• _TEXT PASSAGE_
=====

The following year, Merchant-Ivory directed the period drama The Remains of the Day (1993), adapted from the acclaimed novel of the same name by Kazuo Ishiguro. American filmmaker Mike Nichols served as one of the film's producers, and the film reunited Anthony Hopkins and Emma Thompson. Supporting performances included James Fox, Christopher Reeve, Hugh Grant, and Lena Headey. The film revolved around a dedicated butler who serves an English landlord in the years leading up to the second World War. The film was a commercial and critical success with Vincent Canby of The New York Times said, in another favorable review, "Here's a film for adults. It's also about time to recognize that Mr. Ivory is one of our finest directors, something that critics tend to overlook because most of his films have been literary adaptations." The film received eight Academy Award nominations with Ivory receiving his third nomination for Best Director. He also received nominations from the British Academy Film Awards, Golden Globe Awards, and Directors Guild of America.

In 1999, the British Film Institute ranked The Remains of the Day the 64th-greatest British film of the 20th century.

=====

• _RECORDS SHOWN_
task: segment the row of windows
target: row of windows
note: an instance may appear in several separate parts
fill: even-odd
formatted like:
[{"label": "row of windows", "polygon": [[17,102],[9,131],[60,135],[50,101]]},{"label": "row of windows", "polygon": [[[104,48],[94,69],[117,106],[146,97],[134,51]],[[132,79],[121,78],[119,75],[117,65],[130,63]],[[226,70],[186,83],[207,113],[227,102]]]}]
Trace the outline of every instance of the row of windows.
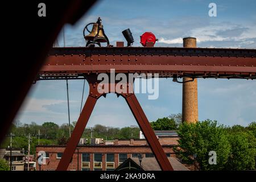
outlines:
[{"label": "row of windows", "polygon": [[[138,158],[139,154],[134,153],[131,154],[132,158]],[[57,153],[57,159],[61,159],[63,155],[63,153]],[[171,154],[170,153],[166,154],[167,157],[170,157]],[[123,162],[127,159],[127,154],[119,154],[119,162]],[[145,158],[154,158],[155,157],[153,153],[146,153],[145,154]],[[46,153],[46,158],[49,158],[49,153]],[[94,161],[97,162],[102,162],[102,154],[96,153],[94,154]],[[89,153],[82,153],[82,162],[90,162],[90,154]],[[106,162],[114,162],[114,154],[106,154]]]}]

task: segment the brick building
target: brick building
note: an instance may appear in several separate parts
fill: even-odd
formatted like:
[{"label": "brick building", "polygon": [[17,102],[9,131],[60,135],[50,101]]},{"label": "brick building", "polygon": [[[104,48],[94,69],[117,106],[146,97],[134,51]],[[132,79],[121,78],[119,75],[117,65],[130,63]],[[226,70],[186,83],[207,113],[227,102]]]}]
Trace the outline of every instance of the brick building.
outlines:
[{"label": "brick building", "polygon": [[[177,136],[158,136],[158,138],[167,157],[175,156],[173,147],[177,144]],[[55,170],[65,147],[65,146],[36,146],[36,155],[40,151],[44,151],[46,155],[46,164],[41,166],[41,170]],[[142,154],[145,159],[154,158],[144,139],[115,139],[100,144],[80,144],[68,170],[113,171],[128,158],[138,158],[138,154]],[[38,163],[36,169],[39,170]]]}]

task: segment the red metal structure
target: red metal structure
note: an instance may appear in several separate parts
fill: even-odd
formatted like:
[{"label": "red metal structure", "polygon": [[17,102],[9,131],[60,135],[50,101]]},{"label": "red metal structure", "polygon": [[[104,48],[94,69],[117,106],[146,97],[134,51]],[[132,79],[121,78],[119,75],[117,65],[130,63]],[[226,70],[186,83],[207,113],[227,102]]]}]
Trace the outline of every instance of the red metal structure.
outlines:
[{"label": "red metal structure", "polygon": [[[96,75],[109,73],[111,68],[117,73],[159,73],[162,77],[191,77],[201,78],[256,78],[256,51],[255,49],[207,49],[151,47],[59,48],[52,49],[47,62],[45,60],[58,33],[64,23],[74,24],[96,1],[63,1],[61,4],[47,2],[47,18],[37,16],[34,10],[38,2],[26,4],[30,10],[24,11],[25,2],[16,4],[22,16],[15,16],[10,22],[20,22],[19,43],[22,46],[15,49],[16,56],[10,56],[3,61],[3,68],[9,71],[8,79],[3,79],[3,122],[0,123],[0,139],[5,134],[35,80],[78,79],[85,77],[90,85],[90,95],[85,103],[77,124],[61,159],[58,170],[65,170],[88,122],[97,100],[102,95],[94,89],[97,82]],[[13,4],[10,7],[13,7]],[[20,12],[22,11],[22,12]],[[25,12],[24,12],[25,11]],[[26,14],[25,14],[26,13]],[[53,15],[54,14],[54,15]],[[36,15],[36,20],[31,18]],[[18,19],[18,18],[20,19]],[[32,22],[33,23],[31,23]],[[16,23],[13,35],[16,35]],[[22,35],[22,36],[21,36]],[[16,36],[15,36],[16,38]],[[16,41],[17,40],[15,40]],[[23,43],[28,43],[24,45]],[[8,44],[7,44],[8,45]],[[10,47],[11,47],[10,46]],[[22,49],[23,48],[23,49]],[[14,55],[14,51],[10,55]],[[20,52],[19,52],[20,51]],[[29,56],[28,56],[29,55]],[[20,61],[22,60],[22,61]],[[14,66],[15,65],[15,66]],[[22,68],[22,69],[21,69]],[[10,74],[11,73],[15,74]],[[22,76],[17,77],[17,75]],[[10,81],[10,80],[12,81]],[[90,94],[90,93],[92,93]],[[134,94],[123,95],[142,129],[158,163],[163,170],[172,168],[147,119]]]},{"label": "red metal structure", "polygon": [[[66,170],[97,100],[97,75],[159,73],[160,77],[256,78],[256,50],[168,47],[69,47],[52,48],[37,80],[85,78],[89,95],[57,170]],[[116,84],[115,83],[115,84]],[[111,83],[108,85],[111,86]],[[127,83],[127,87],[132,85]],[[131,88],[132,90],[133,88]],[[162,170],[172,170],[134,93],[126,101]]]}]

=====

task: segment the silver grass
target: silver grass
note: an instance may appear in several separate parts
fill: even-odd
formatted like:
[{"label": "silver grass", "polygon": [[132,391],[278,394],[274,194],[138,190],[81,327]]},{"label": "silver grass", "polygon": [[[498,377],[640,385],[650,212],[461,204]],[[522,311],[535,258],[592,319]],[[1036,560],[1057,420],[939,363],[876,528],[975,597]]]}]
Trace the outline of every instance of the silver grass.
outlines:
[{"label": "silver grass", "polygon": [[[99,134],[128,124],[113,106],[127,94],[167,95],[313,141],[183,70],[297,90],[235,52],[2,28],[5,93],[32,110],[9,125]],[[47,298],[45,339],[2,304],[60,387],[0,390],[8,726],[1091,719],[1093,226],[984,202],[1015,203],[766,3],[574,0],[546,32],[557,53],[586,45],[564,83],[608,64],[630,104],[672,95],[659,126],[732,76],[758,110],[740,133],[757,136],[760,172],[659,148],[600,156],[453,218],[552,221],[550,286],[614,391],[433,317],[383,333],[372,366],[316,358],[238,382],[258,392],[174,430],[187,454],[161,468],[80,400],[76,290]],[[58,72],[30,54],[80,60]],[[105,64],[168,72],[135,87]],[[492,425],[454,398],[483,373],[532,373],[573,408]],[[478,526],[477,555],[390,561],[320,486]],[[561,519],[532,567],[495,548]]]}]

=====

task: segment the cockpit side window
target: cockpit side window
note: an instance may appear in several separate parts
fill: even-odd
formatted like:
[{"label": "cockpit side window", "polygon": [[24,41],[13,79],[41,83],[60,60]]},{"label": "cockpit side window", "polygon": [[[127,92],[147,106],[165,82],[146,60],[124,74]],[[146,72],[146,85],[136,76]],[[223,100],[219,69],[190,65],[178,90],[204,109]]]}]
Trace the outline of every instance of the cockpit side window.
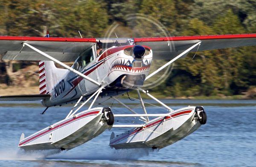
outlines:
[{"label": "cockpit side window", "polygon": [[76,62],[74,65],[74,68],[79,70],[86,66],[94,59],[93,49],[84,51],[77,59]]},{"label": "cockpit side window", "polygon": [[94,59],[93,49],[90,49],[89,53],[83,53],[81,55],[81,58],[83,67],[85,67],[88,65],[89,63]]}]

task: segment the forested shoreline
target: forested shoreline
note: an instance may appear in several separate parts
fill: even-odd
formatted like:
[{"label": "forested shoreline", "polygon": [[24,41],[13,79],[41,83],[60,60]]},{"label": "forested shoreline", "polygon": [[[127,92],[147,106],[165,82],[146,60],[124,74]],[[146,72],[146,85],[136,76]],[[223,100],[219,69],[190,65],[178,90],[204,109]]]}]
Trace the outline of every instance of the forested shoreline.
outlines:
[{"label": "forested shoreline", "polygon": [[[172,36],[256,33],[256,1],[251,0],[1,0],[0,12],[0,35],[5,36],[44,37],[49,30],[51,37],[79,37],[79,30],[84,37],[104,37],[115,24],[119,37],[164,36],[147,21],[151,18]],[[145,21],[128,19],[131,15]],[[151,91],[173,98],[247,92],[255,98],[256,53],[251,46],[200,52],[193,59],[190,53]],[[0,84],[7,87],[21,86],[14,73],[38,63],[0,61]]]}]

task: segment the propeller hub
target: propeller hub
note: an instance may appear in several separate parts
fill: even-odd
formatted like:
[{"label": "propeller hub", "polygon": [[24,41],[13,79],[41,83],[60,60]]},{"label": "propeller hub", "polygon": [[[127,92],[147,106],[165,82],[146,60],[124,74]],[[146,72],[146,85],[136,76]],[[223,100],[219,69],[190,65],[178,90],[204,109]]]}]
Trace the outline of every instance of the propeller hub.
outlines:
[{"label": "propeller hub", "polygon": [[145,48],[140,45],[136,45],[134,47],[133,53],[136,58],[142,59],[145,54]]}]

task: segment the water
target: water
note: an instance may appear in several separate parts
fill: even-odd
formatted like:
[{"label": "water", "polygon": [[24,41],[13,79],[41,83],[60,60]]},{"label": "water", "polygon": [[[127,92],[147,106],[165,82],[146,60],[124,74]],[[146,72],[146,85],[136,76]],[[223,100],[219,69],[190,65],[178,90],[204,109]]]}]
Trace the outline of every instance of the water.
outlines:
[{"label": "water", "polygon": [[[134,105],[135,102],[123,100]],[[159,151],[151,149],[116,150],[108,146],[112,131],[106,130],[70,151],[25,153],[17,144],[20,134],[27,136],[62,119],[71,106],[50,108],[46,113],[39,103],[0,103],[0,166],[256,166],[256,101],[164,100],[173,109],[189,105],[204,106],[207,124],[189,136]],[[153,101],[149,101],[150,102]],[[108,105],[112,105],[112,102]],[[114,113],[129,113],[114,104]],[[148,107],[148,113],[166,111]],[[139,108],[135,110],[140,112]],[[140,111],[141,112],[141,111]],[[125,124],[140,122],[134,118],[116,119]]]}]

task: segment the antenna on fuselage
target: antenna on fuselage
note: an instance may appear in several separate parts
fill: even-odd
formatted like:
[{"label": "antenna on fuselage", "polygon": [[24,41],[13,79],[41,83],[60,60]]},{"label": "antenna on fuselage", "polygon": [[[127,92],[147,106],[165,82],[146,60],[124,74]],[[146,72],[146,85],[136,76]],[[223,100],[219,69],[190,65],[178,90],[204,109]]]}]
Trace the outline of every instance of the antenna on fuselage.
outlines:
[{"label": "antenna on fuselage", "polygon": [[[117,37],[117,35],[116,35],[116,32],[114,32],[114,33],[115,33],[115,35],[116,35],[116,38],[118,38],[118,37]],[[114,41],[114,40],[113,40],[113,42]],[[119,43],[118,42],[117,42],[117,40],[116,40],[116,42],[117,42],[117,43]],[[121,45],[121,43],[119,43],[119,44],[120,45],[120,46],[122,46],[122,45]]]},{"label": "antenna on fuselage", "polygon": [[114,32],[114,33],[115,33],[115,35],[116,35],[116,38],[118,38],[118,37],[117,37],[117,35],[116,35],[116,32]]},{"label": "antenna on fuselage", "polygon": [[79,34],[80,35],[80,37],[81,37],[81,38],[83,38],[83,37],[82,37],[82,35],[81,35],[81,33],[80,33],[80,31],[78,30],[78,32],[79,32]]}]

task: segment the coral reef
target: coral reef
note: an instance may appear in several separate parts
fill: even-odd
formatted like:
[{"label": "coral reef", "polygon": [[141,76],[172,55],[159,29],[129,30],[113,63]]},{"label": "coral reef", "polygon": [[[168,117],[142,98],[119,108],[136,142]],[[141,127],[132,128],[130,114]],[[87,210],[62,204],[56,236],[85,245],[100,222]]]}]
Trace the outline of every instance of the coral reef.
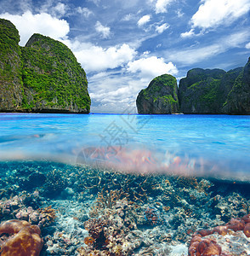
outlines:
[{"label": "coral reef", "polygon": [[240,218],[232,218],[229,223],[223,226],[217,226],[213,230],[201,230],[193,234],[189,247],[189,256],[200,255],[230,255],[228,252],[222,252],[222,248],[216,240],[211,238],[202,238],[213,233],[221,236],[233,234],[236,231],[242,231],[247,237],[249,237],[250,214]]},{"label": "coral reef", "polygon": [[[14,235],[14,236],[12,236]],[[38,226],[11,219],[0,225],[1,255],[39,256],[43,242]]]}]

=====

• _PROBLEM_
How would the passage on Merchant-Ivory's The Remains of the Day go on? Write what comes next, starting after its last sentence. The listing has no connection to the passage about The Remains of the Day.

• _RESULT OF THIS EXERCISE_
=== 1995–2009: Established work ===
In 1995 he directed the film Jefferson in Paris starring Nick Nolte as Thomas Jefferson, Thandiwe Newton as Sally Hemings, and Gwyneth Paltrow as Patsy Jefferson. The following year he directed the film Surviving Picasso starring Anthony Hopkins as the painter Pablo Picasso. In 1998 he directed and co-wrote the film A Soldier's Daughter Never Cries, a film divided into three segments each named after a different protagonist. In 2000 he directed the romantic period drama The Golden Bowl which was adapted from the Henry James novel of the same name. He directed the romantic comedy Le Divorce starring Kate Hudson and Naomi Watts.

In 2005 he directed the film The White Countess written by Kazuo Ishiguro starring Ralph Fiennes, Natasha Richardson, and Vanessa Redgrave. In 2009, Ivory reunited with Anthony Hopkins for the romantic drama The City of Your Final Destination co-starring Laura Linney. The film is the first Merchant Ivory film production without the participation of producer Ismail Merchant due to his death in 2005.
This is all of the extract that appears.